Records for this exercise:
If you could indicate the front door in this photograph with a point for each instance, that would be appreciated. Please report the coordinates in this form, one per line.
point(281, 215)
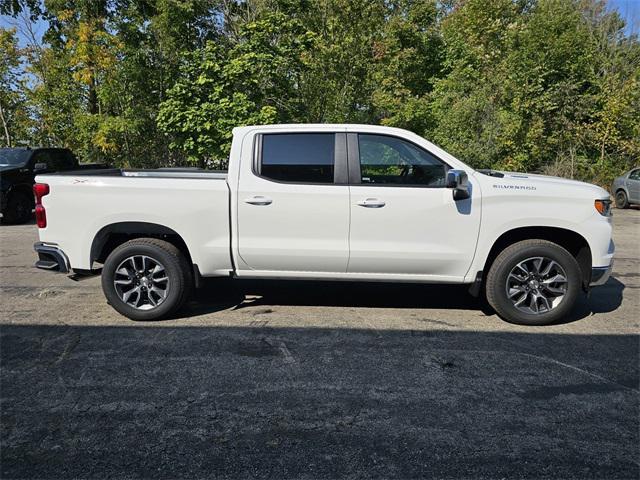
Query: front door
point(403, 219)
point(293, 216)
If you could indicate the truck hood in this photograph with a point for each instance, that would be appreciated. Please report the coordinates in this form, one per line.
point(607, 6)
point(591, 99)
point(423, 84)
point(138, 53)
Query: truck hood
point(530, 181)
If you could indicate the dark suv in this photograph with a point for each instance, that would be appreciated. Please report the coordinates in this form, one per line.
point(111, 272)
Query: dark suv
point(18, 168)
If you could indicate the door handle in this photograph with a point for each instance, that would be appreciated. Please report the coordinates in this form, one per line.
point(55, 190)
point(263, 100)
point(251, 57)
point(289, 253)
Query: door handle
point(371, 203)
point(258, 200)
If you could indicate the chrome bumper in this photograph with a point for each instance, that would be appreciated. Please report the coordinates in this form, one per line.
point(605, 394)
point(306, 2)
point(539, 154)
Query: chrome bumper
point(51, 258)
point(600, 275)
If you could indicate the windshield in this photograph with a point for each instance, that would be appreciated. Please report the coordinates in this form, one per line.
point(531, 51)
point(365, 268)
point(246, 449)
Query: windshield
point(13, 157)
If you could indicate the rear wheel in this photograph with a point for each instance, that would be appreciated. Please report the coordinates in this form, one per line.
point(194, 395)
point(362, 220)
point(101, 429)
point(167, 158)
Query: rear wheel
point(533, 282)
point(146, 279)
point(19, 207)
point(621, 199)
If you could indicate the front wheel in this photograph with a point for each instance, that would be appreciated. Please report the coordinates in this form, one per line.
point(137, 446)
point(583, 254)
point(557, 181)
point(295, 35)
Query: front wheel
point(533, 282)
point(146, 279)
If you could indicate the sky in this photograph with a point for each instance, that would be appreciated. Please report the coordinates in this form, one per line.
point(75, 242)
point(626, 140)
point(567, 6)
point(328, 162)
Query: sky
point(628, 9)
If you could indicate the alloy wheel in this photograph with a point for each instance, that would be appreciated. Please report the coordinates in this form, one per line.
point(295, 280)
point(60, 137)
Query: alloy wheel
point(141, 282)
point(536, 285)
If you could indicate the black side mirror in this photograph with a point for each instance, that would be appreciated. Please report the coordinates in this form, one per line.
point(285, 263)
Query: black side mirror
point(459, 182)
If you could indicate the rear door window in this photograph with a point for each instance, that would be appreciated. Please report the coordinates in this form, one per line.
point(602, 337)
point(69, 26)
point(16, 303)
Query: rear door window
point(298, 157)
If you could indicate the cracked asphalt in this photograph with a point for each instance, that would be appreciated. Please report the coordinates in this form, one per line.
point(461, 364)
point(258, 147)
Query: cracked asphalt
point(315, 380)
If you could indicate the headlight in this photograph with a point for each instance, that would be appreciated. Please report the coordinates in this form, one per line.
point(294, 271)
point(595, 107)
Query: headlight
point(603, 207)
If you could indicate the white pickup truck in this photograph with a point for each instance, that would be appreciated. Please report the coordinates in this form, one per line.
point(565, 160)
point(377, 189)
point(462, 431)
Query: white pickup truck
point(330, 202)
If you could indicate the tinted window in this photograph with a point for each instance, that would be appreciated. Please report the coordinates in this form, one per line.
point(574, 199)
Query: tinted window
point(389, 160)
point(55, 159)
point(298, 157)
point(14, 157)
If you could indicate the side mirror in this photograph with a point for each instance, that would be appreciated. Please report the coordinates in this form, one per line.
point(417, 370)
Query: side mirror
point(459, 182)
point(40, 167)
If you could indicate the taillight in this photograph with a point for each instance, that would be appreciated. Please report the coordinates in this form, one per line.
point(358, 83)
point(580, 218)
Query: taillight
point(603, 207)
point(40, 190)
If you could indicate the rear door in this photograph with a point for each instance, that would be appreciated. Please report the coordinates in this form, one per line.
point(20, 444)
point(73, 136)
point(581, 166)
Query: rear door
point(403, 219)
point(293, 207)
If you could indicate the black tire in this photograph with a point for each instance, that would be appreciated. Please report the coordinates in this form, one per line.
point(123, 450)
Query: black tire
point(506, 261)
point(19, 208)
point(621, 199)
point(177, 270)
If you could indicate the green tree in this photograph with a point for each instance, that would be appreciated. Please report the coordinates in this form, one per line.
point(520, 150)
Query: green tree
point(224, 86)
point(14, 120)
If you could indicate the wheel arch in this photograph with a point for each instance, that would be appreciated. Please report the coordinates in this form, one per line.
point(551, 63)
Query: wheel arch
point(113, 235)
point(570, 240)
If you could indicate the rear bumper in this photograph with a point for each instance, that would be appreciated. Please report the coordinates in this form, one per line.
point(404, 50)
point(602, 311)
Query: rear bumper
point(600, 275)
point(51, 258)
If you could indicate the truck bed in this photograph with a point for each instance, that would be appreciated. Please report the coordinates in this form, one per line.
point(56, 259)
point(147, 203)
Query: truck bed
point(83, 205)
point(149, 173)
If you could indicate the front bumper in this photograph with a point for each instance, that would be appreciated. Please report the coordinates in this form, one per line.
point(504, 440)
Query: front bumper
point(51, 258)
point(600, 275)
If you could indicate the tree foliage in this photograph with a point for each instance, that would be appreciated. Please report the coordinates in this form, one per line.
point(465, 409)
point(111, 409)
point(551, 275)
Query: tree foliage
point(534, 85)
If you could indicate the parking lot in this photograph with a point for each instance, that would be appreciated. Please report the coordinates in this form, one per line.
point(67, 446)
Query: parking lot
point(308, 380)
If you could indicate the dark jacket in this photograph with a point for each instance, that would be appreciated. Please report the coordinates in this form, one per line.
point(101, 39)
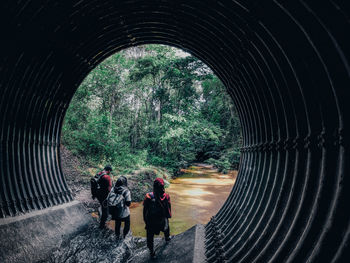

Your goal: Copy the data starting at the line that contains "If you could indicate the sky" and ending after the line that contains "point(628, 9)", requests included, adding 125 to every coordinate in the answers.

Full answer:
If you could indicate the sky in this photograph with a point for each instance, that would be appreciated. Please report the coordinates in this form, one per line.
point(75, 242)
point(626, 140)
point(567, 6)
point(328, 162)
Query: sky
point(753, 134)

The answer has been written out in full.